## Extrait à lire
◇ ◇ ◇ ◇ ◇ ◇ ◇
Bien sûr, le type de comportement et de prises de position de la candidate FI (notamment son communautarisme revendiqué qui divise le peuple) compte dans le décompte total.
Mais il y a plus grave. Car il n’y a pire sourd que celui qui ne veut pas entendre par rancœur, dogmatisme ou par refus de changer, au-delà du discours, ses habitudes anti-populaires. Le problème est bien là : ceux qui veulent « renverser la table » doivent construire un projet politique et un discours qui puissent fédérer le prolétariat pour ensuite fédérer le peuple. Le débat doit s’ouvrir : nous mettons en débat le projet de la République sociale qui lie le combat laïque et le combat social et qui s’enracine dans le peuple avec, à l’intérieur des luttes sociales, écologiques et politiques, une gigantesque bataille pour une nouvelle hégémonie culturelle via la pratique d’une éducation populaire refondée. Comme cela s’est passé dans toute révolution émancipatrice, de la grande Révolution française jusqu’à nos jours.
◇ ◇ ◇ ◇ ◇ ◇ ◇
## Matériel présenté
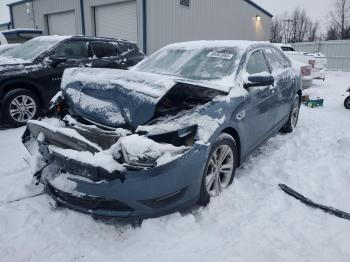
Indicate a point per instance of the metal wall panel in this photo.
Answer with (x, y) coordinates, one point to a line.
(117, 20)
(337, 52)
(20, 17)
(168, 22)
(40, 9)
(62, 23)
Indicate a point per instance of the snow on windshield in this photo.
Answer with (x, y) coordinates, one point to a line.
(30, 49)
(200, 61)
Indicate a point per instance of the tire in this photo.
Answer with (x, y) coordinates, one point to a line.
(19, 106)
(347, 102)
(293, 117)
(220, 180)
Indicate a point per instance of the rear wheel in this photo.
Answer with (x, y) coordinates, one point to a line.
(220, 168)
(347, 102)
(19, 106)
(293, 117)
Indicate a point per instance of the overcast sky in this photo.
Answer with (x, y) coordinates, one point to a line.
(317, 9)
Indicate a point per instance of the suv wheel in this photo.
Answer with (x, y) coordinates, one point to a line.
(293, 117)
(220, 168)
(19, 106)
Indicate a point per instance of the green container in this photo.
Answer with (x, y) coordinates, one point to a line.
(314, 103)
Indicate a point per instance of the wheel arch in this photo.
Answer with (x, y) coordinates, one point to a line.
(24, 84)
(233, 132)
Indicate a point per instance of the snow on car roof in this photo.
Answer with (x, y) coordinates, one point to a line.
(282, 44)
(56, 38)
(216, 43)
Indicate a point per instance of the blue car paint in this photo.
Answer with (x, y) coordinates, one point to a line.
(246, 115)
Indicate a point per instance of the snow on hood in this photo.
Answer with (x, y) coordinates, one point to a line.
(12, 61)
(112, 97)
(116, 98)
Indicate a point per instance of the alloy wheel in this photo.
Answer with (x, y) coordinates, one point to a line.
(219, 170)
(22, 108)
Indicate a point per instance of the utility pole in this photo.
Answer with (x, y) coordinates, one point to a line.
(287, 31)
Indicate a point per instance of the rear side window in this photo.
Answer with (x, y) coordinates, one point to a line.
(73, 50)
(126, 47)
(276, 60)
(257, 63)
(104, 49)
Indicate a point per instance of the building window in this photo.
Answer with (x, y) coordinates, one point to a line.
(185, 3)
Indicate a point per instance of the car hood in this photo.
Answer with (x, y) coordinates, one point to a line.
(119, 98)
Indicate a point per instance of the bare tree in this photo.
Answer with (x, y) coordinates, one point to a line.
(294, 27)
(340, 20)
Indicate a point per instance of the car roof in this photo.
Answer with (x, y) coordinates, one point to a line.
(101, 38)
(282, 45)
(243, 44)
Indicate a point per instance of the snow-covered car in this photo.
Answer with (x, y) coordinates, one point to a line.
(317, 60)
(306, 73)
(8, 47)
(165, 135)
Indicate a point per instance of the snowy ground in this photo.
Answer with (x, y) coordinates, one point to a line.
(252, 221)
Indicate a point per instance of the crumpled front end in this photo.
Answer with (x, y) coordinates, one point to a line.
(144, 168)
(78, 173)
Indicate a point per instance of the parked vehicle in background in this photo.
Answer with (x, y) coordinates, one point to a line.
(19, 36)
(30, 74)
(347, 100)
(317, 60)
(306, 73)
(166, 134)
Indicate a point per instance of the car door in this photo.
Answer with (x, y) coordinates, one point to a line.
(106, 55)
(68, 54)
(284, 81)
(256, 117)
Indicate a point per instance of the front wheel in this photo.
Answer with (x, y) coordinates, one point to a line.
(347, 102)
(19, 106)
(220, 168)
(293, 117)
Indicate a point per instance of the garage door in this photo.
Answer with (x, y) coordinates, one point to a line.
(62, 23)
(117, 20)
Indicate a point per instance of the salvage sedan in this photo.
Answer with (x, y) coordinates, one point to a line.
(165, 135)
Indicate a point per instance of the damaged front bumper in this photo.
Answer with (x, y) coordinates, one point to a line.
(144, 193)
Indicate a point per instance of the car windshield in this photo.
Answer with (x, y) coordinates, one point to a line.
(31, 49)
(196, 64)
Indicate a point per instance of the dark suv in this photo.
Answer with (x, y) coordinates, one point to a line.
(30, 74)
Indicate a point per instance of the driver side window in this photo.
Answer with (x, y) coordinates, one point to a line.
(257, 63)
(73, 50)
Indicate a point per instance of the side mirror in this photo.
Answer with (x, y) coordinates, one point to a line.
(56, 60)
(259, 80)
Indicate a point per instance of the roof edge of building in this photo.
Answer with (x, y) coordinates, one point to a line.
(19, 2)
(259, 8)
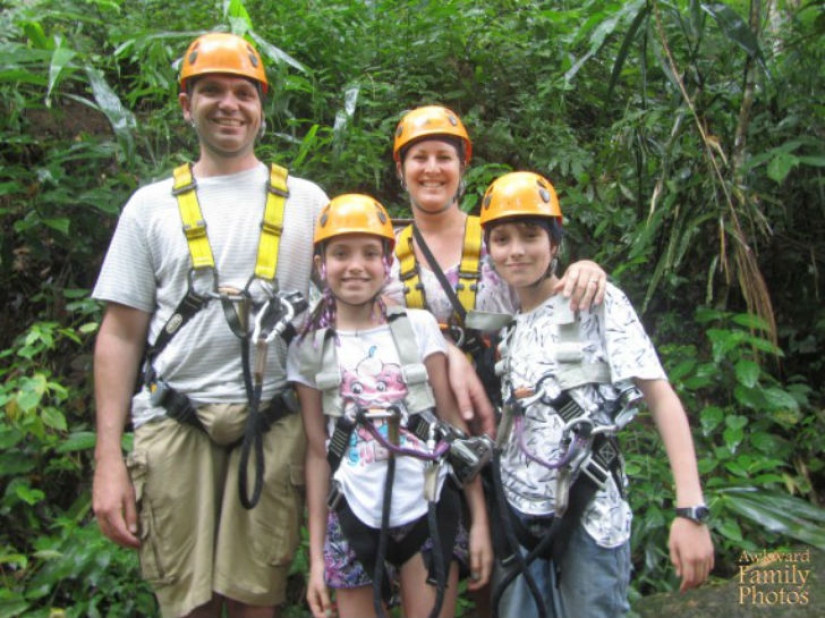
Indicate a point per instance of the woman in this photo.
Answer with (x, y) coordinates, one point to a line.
(455, 282)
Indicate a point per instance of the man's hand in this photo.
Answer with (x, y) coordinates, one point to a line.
(113, 501)
(691, 552)
(473, 404)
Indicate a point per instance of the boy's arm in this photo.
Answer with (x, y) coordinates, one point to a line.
(317, 485)
(471, 398)
(481, 549)
(691, 548)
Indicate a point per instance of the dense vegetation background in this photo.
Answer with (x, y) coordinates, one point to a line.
(685, 139)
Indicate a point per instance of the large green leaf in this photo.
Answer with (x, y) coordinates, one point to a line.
(777, 512)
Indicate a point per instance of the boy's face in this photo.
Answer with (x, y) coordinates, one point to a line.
(521, 252)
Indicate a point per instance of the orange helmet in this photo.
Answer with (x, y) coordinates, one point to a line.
(353, 213)
(430, 121)
(520, 194)
(220, 52)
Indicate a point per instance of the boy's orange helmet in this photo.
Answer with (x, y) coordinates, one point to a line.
(430, 121)
(520, 194)
(353, 213)
(221, 52)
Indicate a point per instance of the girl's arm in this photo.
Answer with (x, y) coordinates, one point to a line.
(691, 548)
(481, 549)
(317, 486)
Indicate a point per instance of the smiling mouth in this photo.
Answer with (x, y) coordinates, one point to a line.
(227, 122)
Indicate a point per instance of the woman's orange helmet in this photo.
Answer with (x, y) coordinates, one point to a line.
(353, 213)
(520, 194)
(221, 52)
(430, 121)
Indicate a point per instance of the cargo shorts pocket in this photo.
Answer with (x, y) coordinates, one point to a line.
(279, 514)
(149, 552)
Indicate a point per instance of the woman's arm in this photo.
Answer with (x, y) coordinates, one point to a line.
(481, 549)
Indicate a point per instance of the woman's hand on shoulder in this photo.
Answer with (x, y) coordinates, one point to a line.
(584, 283)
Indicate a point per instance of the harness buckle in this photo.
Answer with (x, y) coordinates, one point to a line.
(597, 464)
(468, 455)
(211, 293)
(276, 190)
(159, 390)
(272, 228)
(189, 186)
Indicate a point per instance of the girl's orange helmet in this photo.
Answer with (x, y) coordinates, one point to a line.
(221, 52)
(430, 121)
(520, 194)
(353, 213)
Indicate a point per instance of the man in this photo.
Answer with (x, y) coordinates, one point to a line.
(177, 498)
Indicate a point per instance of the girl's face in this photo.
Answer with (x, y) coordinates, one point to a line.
(354, 266)
(521, 252)
(431, 171)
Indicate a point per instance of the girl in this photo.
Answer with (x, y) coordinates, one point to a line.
(565, 379)
(367, 379)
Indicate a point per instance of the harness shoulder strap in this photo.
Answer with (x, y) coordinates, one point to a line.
(408, 271)
(194, 226)
(468, 270)
(273, 223)
(419, 393)
(573, 371)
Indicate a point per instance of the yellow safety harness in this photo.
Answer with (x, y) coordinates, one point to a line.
(236, 306)
(195, 227)
(468, 270)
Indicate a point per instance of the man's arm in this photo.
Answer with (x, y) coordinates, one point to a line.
(118, 353)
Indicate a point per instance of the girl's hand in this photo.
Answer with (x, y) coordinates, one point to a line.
(317, 593)
(481, 556)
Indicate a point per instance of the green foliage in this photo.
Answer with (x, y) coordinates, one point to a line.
(684, 139)
(756, 438)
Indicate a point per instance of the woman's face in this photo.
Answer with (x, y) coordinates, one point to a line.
(431, 171)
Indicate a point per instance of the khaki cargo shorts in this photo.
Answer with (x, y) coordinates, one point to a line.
(196, 537)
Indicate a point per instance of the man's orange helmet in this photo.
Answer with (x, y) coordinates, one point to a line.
(353, 213)
(430, 121)
(220, 52)
(520, 194)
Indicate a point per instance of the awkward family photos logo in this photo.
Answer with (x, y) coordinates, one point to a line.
(774, 578)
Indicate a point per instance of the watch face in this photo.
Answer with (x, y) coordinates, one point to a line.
(695, 513)
(701, 513)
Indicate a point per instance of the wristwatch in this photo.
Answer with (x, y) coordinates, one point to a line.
(698, 514)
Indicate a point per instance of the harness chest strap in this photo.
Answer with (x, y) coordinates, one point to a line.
(572, 371)
(468, 270)
(320, 360)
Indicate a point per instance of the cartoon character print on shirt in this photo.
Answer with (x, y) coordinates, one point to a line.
(377, 386)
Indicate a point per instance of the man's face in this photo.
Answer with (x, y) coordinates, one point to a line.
(226, 112)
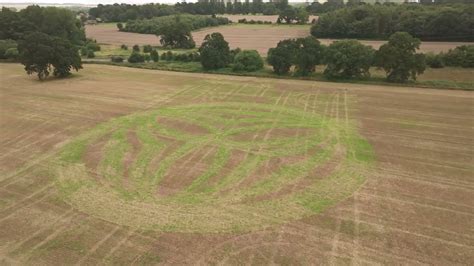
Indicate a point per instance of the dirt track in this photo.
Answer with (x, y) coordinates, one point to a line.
(257, 37)
(415, 208)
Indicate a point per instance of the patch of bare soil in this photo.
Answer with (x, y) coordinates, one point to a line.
(130, 156)
(273, 133)
(416, 207)
(185, 170)
(183, 126)
(253, 37)
(269, 18)
(109, 34)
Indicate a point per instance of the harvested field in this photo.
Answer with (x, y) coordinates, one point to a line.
(244, 36)
(340, 174)
(270, 18)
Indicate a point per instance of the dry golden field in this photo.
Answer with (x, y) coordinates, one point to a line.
(126, 166)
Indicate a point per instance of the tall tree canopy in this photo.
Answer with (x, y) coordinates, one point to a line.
(399, 59)
(42, 53)
(215, 52)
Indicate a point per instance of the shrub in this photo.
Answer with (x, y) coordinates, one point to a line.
(176, 34)
(434, 60)
(248, 60)
(147, 48)
(147, 57)
(84, 51)
(41, 53)
(5, 45)
(116, 59)
(281, 57)
(168, 56)
(93, 46)
(348, 59)
(233, 53)
(399, 59)
(90, 54)
(462, 56)
(11, 53)
(154, 55)
(215, 52)
(136, 57)
(308, 54)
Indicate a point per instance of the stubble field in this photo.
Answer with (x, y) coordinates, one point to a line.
(244, 36)
(128, 166)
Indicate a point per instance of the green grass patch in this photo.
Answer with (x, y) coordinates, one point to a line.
(262, 189)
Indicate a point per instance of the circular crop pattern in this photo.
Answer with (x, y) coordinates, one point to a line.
(212, 167)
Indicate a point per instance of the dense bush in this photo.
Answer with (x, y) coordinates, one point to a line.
(154, 55)
(5, 45)
(348, 59)
(245, 21)
(304, 53)
(136, 57)
(40, 53)
(462, 56)
(183, 57)
(147, 48)
(448, 23)
(215, 52)
(92, 46)
(233, 53)
(158, 25)
(308, 53)
(434, 60)
(90, 54)
(11, 53)
(399, 59)
(176, 34)
(248, 60)
(281, 58)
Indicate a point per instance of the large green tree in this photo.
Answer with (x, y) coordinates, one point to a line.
(348, 59)
(399, 59)
(308, 54)
(215, 52)
(281, 57)
(176, 34)
(43, 54)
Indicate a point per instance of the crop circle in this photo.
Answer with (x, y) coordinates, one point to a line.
(212, 167)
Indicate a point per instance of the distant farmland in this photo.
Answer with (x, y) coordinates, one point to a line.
(244, 36)
(128, 166)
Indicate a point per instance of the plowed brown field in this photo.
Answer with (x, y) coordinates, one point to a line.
(415, 206)
(255, 37)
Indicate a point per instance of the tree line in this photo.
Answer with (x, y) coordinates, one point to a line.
(125, 12)
(157, 25)
(46, 39)
(427, 22)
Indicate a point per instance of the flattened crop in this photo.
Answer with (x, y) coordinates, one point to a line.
(192, 188)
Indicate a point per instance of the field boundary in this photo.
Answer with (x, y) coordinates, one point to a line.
(432, 84)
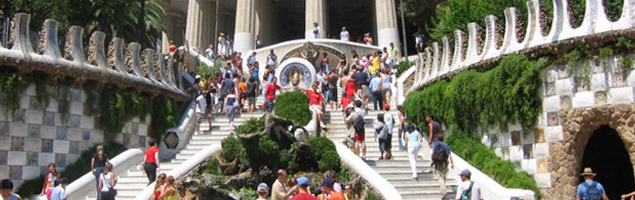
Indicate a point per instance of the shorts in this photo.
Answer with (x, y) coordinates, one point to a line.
(360, 137)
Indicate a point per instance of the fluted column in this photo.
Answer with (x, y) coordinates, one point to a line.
(387, 29)
(316, 11)
(245, 38)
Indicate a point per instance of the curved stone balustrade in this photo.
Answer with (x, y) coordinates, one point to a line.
(146, 73)
(470, 51)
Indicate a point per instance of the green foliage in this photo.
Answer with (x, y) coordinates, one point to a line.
(486, 160)
(293, 106)
(403, 66)
(506, 93)
(73, 171)
(252, 125)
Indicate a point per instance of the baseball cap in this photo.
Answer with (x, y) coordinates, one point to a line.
(466, 172)
(263, 187)
(328, 183)
(303, 181)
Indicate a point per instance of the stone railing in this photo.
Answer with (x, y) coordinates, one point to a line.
(145, 71)
(440, 62)
(85, 185)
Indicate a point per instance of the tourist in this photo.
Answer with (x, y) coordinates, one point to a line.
(394, 54)
(468, 189)
(331, 97)
(344, 35)
(202, 113)
(49, 182)
(231, 105)
(435, 131)
(209, 52)
(59, 192)
(158, 187)
(375, 87)
(367, 39)
(327, 187)
(316, 31)
(272, 60)
(151, 163)
(381, 133)
(303, 190)
(402, 123)
(262, 191)
(279, 190)
(413, 144)
(270, 94)
(590, 189)
(169, 192)
(107, 182)
(6, 186)
(97, 164)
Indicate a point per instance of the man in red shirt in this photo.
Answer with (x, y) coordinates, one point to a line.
(315, 102)
(270, 94)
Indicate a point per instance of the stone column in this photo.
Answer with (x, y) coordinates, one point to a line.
(316, 11)
(244, 38)
(200, 23)
(387, 29)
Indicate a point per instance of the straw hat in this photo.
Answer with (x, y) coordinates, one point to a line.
(587, 172)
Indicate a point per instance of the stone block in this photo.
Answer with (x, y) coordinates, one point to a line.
(598, 82)
(75, 121)
(17, 144)
(554, 134)
(48, 119)
(5, 143)
(516, 153)
(44, 159)
(18, 129)
(15, 172)
(48, 132)
(529, 165)
(543, 180)
(77, 108)
(30, 172)
(16, 158)
(34, 130)
(564, 86)
(47, 145)
(620, 95)
(32, 144)
(60, 146)
(75, 134)
(583, 99)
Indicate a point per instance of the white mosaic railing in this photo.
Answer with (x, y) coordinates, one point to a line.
(439, 62)
(145, 71)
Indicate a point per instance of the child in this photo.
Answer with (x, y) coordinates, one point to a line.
(6, 186)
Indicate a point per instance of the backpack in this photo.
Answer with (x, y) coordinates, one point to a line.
(467, 194)
(439, 154)
(592, 191)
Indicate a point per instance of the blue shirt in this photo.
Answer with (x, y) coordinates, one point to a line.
(582, 189)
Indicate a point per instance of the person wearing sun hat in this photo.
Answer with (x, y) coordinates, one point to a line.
(590, 189)
(303, 190)
(262, 190)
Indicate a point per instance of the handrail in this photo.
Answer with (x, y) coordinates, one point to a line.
(183, 168)
(371, 176)
(86, 184)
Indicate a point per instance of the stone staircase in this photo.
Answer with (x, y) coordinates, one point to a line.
(396, 170)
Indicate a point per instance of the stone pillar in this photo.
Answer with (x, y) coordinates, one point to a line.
(387, 29)
(244, 38)
(316, 11)
(200, 23)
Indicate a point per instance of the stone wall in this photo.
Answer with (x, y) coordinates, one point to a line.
(35, 137)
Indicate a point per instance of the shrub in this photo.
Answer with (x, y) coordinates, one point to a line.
(73, 171)
(293, 106)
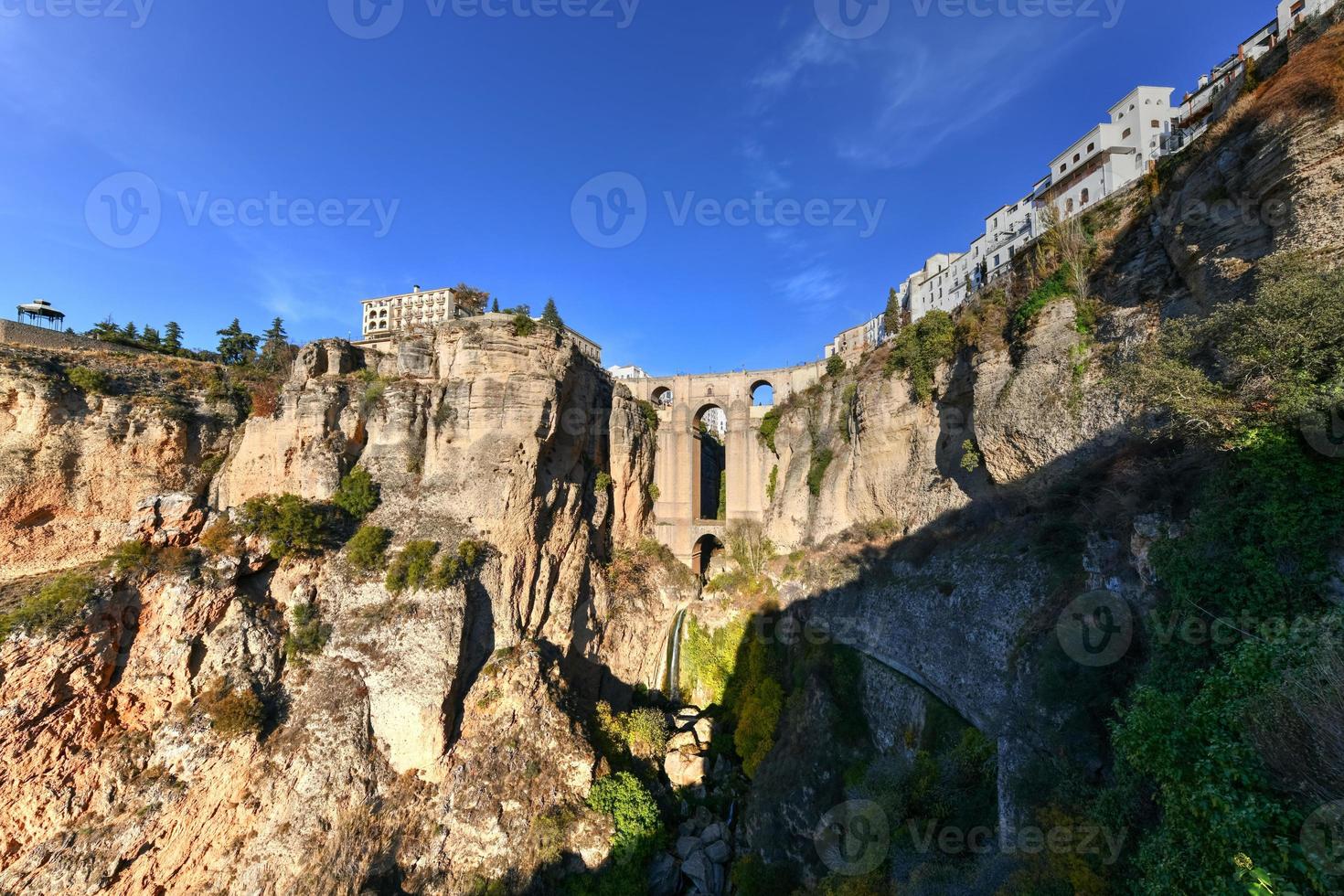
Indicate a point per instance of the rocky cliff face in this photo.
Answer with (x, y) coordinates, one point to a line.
(76, 465)
(422, 741)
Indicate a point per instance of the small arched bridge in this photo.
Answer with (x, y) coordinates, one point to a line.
(706, 477)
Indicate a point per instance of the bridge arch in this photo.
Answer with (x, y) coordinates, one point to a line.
(702, 554)
(709, 461)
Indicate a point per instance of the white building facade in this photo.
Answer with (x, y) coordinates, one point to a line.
(391, 314)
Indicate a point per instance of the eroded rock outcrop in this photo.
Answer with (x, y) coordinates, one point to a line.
(429, 730)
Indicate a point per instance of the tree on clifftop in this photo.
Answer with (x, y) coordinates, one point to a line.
(469, 298)
(891, 317)
(551, 317)
(237, 347)
(172, 336)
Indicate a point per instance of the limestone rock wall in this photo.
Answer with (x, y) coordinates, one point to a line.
(76, 466)
(422, 741)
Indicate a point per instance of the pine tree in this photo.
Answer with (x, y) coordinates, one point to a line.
(551, 317)
(891, 317)
(277, 336)
(469, 298)
(237, 347)
(105, 329)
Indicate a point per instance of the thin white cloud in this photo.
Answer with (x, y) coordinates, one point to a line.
(920, 93)
(812, 288)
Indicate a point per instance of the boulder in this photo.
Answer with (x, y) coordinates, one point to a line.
(684, 770)
(664, 876)
(165, 520)
(706, 878)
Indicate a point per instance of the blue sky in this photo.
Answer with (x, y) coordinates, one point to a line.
(297, 168)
◇ ◇ ◇ ◇ ◇ ◇ ◇
## Consignes de l'exercice
- A) Citez toutes les causes qui, d'après l'extrait à lire, expliquent que l'on refuse d'entendre.
- B) Quel projet l'extrait à lire met-il en débat ?

## Liste des solutions
- A) La rancœur, le dogmatisme et le refus de changer, au-delà du discours, ses habitudes anti-populaires.

- B) Le projet de la République sociale, qui lie le combat laïque et le combat social.